_OBJECTIVES_
**1.** Answer these questions about the text on the 45th New Zealand Parliament, one answer per line.
(a) Which election determined the composition of the 45th Parliament?
(b) How many seats did minor parties hold at the opening of the 45th Parliament?
(c) How many of its representatives were chosen by geographical electorates?
**2.** Render the records, from the line containing "Find the plant" through their end, as a JSON list of strings with one string per line and blank lines omitted.

_QUOTED TEXT_
* Start *
The 45th New Zealand Parliament was a term of the Parliament of New Zealand. Its composition was determined by the 1996 election, and it sat until the 1999 election.

The 45th Parliament was notable in that it was the first to be elected under the new MMP electoral system, a form of proportional representation. It was also notable for the fact that it was the first New Zealand Parliament to have an Asian person, Pansy Wong, elected to it. The difference between the 45th Parliament and its predecessor were considerable — the 44th Parliament had opened with only four seats being held by minor parties, but at the opening of the 45th Parliament, minor parties held thirty-nine seats. Because of the considerably altered balance of power in Parliament, neither of the two major parties could govern alone, and New Zealand First, the largest of the four other parties in Parliament, was put in the position of "kingmaker". In the end, New Zealand First opted for a coalition with the National Party which had governed in the previous Parliament, marking the first coalition government in New Zealand for over half a century. The Labour Party continued in Opposition.

The 45th Parliament consisted of one hundred and twenty representatives. Sixty-five of these representatives were chosen by geographical electorates, including five special Maori electorates. The remainder were elected by means of party-list proportional representation under the MMP electoral system.

Electoral boundaries for the 45th Parliament

Overview of seats
The table below shows the number of MPs in each party following the 1996 election and at dissolution:

Notes
 New Zealand First initially entered into a coalition with the National Party, which broke down in 1998. Half the party resigned and became independents, while the other half remained with the party and joined the opposition.
 A collection of small parties were founded and received representation by independent MPs who were formerly with New Zealand First and Alliance. They supported the National Party in government.
* End *
_RECORD LIST_
* Start *
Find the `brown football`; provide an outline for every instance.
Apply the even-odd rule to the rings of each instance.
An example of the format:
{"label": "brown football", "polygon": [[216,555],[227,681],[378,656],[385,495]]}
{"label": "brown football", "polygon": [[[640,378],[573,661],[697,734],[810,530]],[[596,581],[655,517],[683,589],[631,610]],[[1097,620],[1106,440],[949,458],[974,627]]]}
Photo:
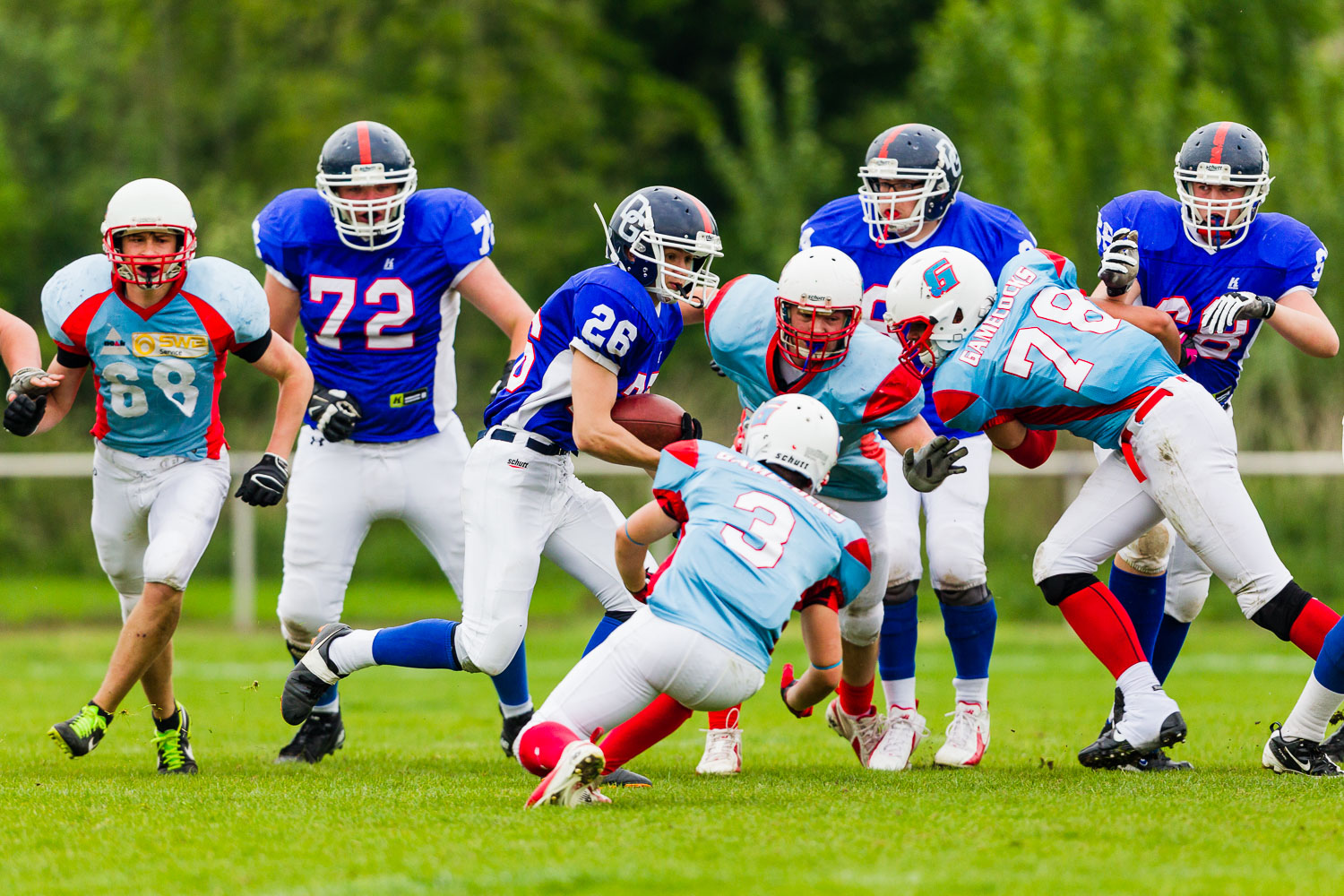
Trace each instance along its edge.
{"label": "brown football", "polygon": [[655,451],[661,451],[681,438],[681,406],[669,398],[628,395],[612,406],[612,419]]}

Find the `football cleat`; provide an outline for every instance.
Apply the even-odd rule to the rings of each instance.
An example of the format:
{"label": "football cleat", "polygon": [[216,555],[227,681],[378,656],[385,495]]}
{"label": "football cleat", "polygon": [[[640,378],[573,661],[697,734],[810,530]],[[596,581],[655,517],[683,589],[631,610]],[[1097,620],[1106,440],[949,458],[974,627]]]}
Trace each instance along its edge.
{"label": "football cleat", "polygon": [[177,704],[177,725],[155,732],[155,751],[159,754],[160,775],[195,775],[196,758],[191,754],[191,716]]}
{"label": "football cleat", "polygon": [[504,751],[505,756],[512,759],[513,742],[516,742],[517,736],[523,733],[523,728],[527,727],[527,723],[532,721],[532,711],[528,709],[527,712],[520,712],[516,716],[505,716],[504,711],[500,709],[500,716],[504,717],[504,723],[500,725],[500,750]]}
{"label": "football cleat", "polygon": [[1306,737],[1285,737],[1284,725],[1277,721],[1269,727],[1269,740],[1261,754],[1261,764],[1275,775],[1310,775],[1312,778],[1335,778],[1344,772],[1325,755],[1324,746]]}
{"label": "football cleat", "polygon": [[948,740],[938,747],[933,764],[949,768],[978,766],[985,748],[989,747],[989,708],[980,703],[958,700],[957,708],[948,715],[952,716],[952,721],[948,723]]}
{"label": "football cleat", "polygon": [[612,802],[598,793],[595,785],[602,775],[606,758],[602,748],[587,740],[574,740],[564,747],[542,783],[536,786],[524,806],[578,806],[579,803]]}
{"label": "football cleat", "polygon": [[294,739],[280,748],[277,763],[305,762],[316,766],[323,756],[331,756],[345,746],[345,724],[340,711],[314,712],[304,721]]}
{"label": "football cleat", "polygon": [[919,742],[929,735],[929,725],[917,709],[891,707],[887,711],[886,735],[868,756],[868,768],[905,771]]}
{"label": "football cleat", "polygon": [[698,775],[735,775],[742,771],[742,729],[710,728],[704,732],[704,755],[695,766]]}
{"label": "football cleat", "polygon": [[851,716],[840,708],[840,700],[832,700],[827,707],[827,724],[831,731],[849,742],[859,764],[868,767],[868,758],[887,733],[887,719],[878,715],[876,707],[868,707],[862,716]]}
{"label": "football cleat", "polygon": [[285,678],[285,692],[280,697],[280,715],[292,725],[308,719],[327,689],[344,678],[329,658],[332,641],[353,631],[344,622],[328,622],[317,630],[313,646],[294,664]]}
{"label": "football cleat", "polygon": [[108,720],[93,703],[86,703],[79,712],[47,729],[47,736],[71,759],[91,754],[105,733]]}

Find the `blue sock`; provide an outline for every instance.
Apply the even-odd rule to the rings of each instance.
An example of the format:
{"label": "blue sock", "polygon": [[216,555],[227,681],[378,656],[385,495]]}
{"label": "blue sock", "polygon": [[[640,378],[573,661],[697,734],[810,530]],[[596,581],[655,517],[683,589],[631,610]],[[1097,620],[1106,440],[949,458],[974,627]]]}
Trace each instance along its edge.
{"label": "blue sock", "polygon": [[495,684],[495,693],[505,707],[519,707],[527,703],[531,695],[527,690],[527,643],[517,645],[517,653],[509,661],[504,672],[491,681]]}
{"label": "blue sock", "polygon": [[1134,575],[1111,566],[1110,592],[1120,600],[1120,606],[1125,607],[1130,622],[1134,623],[1138,646],[1144,649],[1144,656],[1152,660],[1157,630],[1163,625],[1163,609],[1167,606],[1167,574]]}
{"label": "blue sock", "polygon": [[586,657],[593,653],[597,645],[606,641],[622,622],[633,615],[633,613],[625,613],[622,610],[609,610],[607,613],[603,613],[602,618],[597,621],[597,627],[593,629],[593,637],[589,638],[587,646],[583,647],[583,656]]}
{"label": "blue sock", "polygon": [[952,645],[952,662],[957,666],[958,678],[988,678],[989,654],[995,650],[995,627],[999,611],[995,599],[973,607],[957,607],[938,603],[942,610],[942,630],[948,633]]}
{"label": "blue sock", "polygon": [[1344,619],[1336,622],[1335,627],[1325,635],[1312,674],[1316,676],[1322,688],[1344,693]]}
{"label": "blue sock", "polygon": [[882,639],[878,643],[878,674],[883,681],[915,677],[915,645],[919,642],[919,600],[882,604]]}
{"label": "blue sock", "polygon": [[1163,617],[1163,625],[1157,629],[1157,646],[1149,654],[1153,658],[1153,674],[1157,676],[1159,681],[1167,681],[1167,676],[1172,673],[1172,666],[1176,665],[1176,657],[1180,656],[1180,647],[1185,643],[1187,634],[1189,634],[1188,622]]}
{"label": "blue sock", "polygon": [[462,670],[453,653],[453,629],[449,619],[421,619],[374,635],[374,662],[380,666],[407,669]]}

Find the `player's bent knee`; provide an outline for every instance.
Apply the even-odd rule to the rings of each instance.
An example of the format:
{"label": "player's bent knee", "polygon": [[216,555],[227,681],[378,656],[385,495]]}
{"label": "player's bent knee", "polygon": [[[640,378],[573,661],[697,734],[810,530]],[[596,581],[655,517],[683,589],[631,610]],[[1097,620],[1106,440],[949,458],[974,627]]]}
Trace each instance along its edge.
{"label": "player's bent knee", "polygon": [[1042,595],[1046,598],[1046,603],[1052,607],[1058,607],[1067,598],[1098,584],[1099,579],[1087,572],[1064,572],[1060,575],[1047,576],[1038,582]]}
{"label": "player's bent knee", "polygon": [[1292,639],[1293,623],[1297,622],[1297,617],[1302,614],[1302,609],[1310,600],[1309,591],[1297,582],[1289,582],[1278,594],[1266,600],[1265,606],[1247,615],[1259,627],[1273,631],[1279,641],[1289,641]]}

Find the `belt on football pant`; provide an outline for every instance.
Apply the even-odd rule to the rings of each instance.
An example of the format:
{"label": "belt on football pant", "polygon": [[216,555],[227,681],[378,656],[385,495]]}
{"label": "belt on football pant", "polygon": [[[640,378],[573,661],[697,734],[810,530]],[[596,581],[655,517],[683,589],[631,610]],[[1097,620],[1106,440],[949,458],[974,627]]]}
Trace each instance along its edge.
{"label": "belt on football pant", "polygon": [[555,457],[556,454],[564,454],[564,449],[556,442],[543,442],[542,439],[534,439],[527,433],[515,433],[513,430],[503,430],[495,427],[489,431],[489,438],[496,442],[521,442],[528,450],[536,451],[538,454],[546,454],[547,457]]}

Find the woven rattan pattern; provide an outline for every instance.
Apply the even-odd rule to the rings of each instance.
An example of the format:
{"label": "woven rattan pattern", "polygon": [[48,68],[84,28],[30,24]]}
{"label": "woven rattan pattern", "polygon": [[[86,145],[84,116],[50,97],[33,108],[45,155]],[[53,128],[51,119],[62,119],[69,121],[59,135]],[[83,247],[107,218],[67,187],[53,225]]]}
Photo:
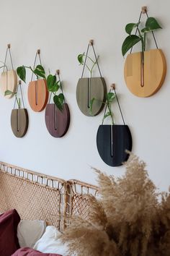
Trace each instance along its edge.
{"label": "woven rattan pattern", "polygon": [[98,187],[78,180],[69,180],[70,187],[68,193],[66,208],[66,225],[69,225],[71,218],[80,216],[88,219],[90,206],[88,195],[97,195]]}
{"label": "woven rattan pattern", "polygon": [[[14,170],[10,168],[10,171]],[[22,169],[14,169],[14,174],[9,173],[9,168],[0,171],[0,212],[15,208],[22,219],[45,220],[48,225],[54,225],[62,230],[64,209],[64,184],[58,182],[58,187],[34,182],[33,173],[29,178],[18,176]],[[22,172],[24,175],[27,172]],[[40,177],[42,178],[42,176]],[[40,180],[43,183],[45,179]],[[37,176],[36,176],[37,179]],[[48,181],[46,179],[46,182]],[[50,179],[50,182],[51,182]],[[53,180],[54,182],[54,181]]]}
{"label": "woven rattan pattern", "polygon": [[22,219],[44,220],[61,231],[73,216],[88,218],[86,195],[97,189],[0,162],[0,213],[15,208]]}

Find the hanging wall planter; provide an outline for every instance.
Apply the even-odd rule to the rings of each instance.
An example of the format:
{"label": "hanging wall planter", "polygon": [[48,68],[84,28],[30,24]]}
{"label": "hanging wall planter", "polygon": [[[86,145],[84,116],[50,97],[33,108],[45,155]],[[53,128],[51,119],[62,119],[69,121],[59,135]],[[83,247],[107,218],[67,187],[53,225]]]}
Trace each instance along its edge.
{"label": "hanging wall planter", "polygon": [[[35,56],[34,67],[35,67],[35,63],[37,56],[38,55],[40,63],[41,65],[40,59],[40,51],[37,50]],[[47,82],[45,79],[37,79],[35,81],[32,81],[33,72],[32,75],[31,82],[28,85],[28,101],[31,108],[35,112],[42,111],[46,106],[48,98],[48,90],[47,88]]]}
{"label": "hanging wall planter", "polygon": [[[104,125],[102,122],[97,131],[97,146],[99,154],[105,163],[110,166],[120,166],[128,158],[129,155],[126,150],[132,150],[132,136],[128,126],[125,124],[115,85],[112,88],[124,124]],[[107,106],[108,105],[106,106],[104,117],[109,116],[108,112],[106,114]]]}
{"label": "hanging wall planter", "polygon": [[[14,69],[14,67],[13,67],[10,47],[11,47],[10,44],[8,44],[6,51],[6,56],[5,56],[4,70],[0,77],[0,88],[1,88],[1,91],[2,93],[2,95],[4,96],[6,90],[7,90],[13,93],[16,92],[17,85],[17,77],[16,71]],[[6,64],[8,52],[9,53],[9,56],[10,56],[10,60],[11,60],[12,68],[12,70],[8,70]],[[12,94],[6,95],[5,98],[10,98],[12,96],[13,96]]]}
{"label": "hanging wall planter", "polygon": [[[146,27],[139,30],[139,23],[142,13],[146,13],[147,20]],[[135,35],[132,30],[136,27]],[[153,30],[161,28],[155,18],[148,17],[146,7],[142,8],[139,22],[136,24],[128,24],[125,30],[129,35],[125,40],[122,51],[128,55],[124,69],[126,85],[132,93],[138,97],[149,97],[155,94],[162,86],[166,72],[166,59],[162,50],[158,48]],[[146,33],[151,32],[156,43],[156,49],[146,51]],[[139,35],[136,34],[138,33]],[[142,43],[142,51],[132,54],[132,47],[137,43]]]}
{"label": "hanging wall planter", "polygon": [[[19,88],[21,92],[23,108],[21,108],[21,99],[17,95]],[[22,137],[27,132],[29,121],[27,110],[24,108],[22,92],[21,88],[21,81],[19,81],[19,85],[17,86],[16,93],[14,93],[9,90],[5,92],[6,95],[11,94],[15,95],[14,106],[11,114],[12,130],[16,137]],[[17,108],[15,108],[16,103],[17,106]]]}
{"label": "hanging wall planter", "polygon": [[[65,102],[64,96],[63,103],[61,106],[58,105],[58,102],[55,101],[55,97],[58,97],[59,103],[61,102],[60,98],[62,98],[61,95],[63,95],[62,84],[60,79],[59,70],[57,70],[56,74],[58,74],[58,84],[60,85],[60,88],[61,89],[62,94],[56,95],[54,93],[54,102],[55,102],[55,103],[50,103],[50,95],[49,103],[47,104],[45,108],[45,118],[46,127],[49,133],[55,137],[61,137],[66,135],[69,127],[70,111],[68,104]],[[52,87],[50,88],[52,88]],[[54,90],[53,89],[51,90],[52,94],[53,93],[54,93]]]}
{"label": "hanging wall planter", "polygon": [[[93,98],[98,99],[96,101],[94,107],[92,116],[96,116],[103,109],[105,101],[105,94],[107,92],[107,87],[104,79],[102,77],[100,69],[98,64],[98,60],[94,51],[93,40],[91,40],[87,48],[86,55],[84,54],[79,54],[78,56],[79,61],[84,65],[81,78],[79,80],[76,88],[76,100],[78,106],[81,111],[86,116],[90,116],[89,113],[90,102]],[[94,61],[88,56],[89,46],[92,46],[92,49],[95,56],[95,61]],[[84,61],[84,58],[85,60]],[[86,60],[89,59],[92,61],[92,67],[90,69],[86,64]],[[92,70],[95,64],[97,65],[100,77],[91,77]],[[86,67],[90,72],[90,77],[83,77],[84,68]]]}

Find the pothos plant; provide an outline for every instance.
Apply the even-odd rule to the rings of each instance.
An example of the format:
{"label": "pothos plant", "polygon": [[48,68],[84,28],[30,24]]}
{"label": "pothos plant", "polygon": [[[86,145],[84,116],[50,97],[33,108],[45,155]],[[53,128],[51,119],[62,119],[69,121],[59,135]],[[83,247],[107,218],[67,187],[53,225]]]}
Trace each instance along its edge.
{"label": "pothos plant", "polygon": [[[86,59],[86,58],[90,61],[91,64],[91,67],[89,67],[86,63],[85,63],[85,59]],[[96,61],[94,61],[91,57],[89,57],[88,55],[86,55],[85,53],[84,52],[83,54],[80,54],[78,55],[78,61],[79,62],[80,65],[84,65],[85,64],[85,66],[87,68],[87,69],[90,72],[90,77],[92,77],[92,72],[93,72],[93,69],[95,67],[95,65],[97,64],[97,61],[98,61],[98,59],[99,59],[99,56],[97,56],[97,60]]]}
{"label": "pothos plant", "polygon": [[18,105],[18,108],[21,108],[21,99],[20,99],[20,98],[17,97],[17,92],[16,93],[13,93],[13,92],[12,92],[9,90],[6,90],[5,91],[4,95],[6,96],[6,95],[9,95],[15,96],[16,101],[17,101],[17,103]]}
{"label": "pothos plant", "polygon": [[[136,43],[140,42],[141,51],[146,51],[146,34],[153,30],[161,28],[157,20],[153,17],[148,17],[146,22],[146,27],[139,29],[140,22],[138,23],[128,23],[125,26],[125,31],[129,35],[124,40],[122,46],[122,54],[124,56],[125,54]],[[136,27],[138,35],[132,34],[133,30]]]}
{"label": "pothos plant", "polygon": [[25,82],[26,80],[26,69],[30,69],[36,76],[37,79],[40,77],[44,78],[47,82],[48,90],[53,94],[53,102],[60,111],[63,111],[64,96],[63,93],[56,94],[57,91],[61,88],[60,80],[57,80],[56,74],[46,75],[45,69],[42,65],[36,66],[35,69],[31,67],[21,66],[17,69],[17,73],[19,77]]}
{"label": "pothos plant", "polygon": [[95,98],[93,98],[91,101],[90,101],[90,114],[91,115],[92,115],[92,109],[93,109],[93,103],[94,102],[94,101],[98,101],[100,102],[102,102],[105,106],[106,106],[106,109],[107,109],[107,111],[104,114],[104,116],[103,116],[103,120],[102,121],[108,116],[110,117],[111,119],[111,121],[112,121],[112,124],[114,125],[115,122],[114,122],[114,118],[113,118],[113,113],[112,111],[112,108],[111,108],[111,105],[112,103],[113,102],[114,99],[115,98],[116,95],[115,93],[112,93],[112,92],[109,92],[107,93],[106,93],[106,101],[104,102],[99,101]]}

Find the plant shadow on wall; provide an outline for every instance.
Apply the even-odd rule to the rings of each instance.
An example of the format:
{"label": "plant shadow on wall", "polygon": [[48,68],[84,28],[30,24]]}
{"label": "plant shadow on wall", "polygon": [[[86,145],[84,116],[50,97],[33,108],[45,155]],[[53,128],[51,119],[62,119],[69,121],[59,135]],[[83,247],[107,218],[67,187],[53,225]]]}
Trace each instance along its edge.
* End *
_TASK RESPONSES_
**1.**
(a) The 1996 election.
(b) Thirty-nine.
(c) Sixty-five.

**2.**
[
  "Find the plant shadow on wall; provide an outline for every instance.",
  "Apply the even-odd rule to the rings of each instance.",
  "An example of the format:",
  "{\"label\": \"plant shadow on wall\", \"polygon\": [[48,68],[84,28],[30,24]]}",
  "{\"label\": \"plant shadow on wall\", \"polygon\": [[[86,145],[84,116],[50,97],[33,108],[45,155]],[[53,128],[51,119],[62,119],[69,121],[59,135]],[[83,247],[107,218],[67,187],[53,225]]]}",
  "Trace each instance along its edge."
]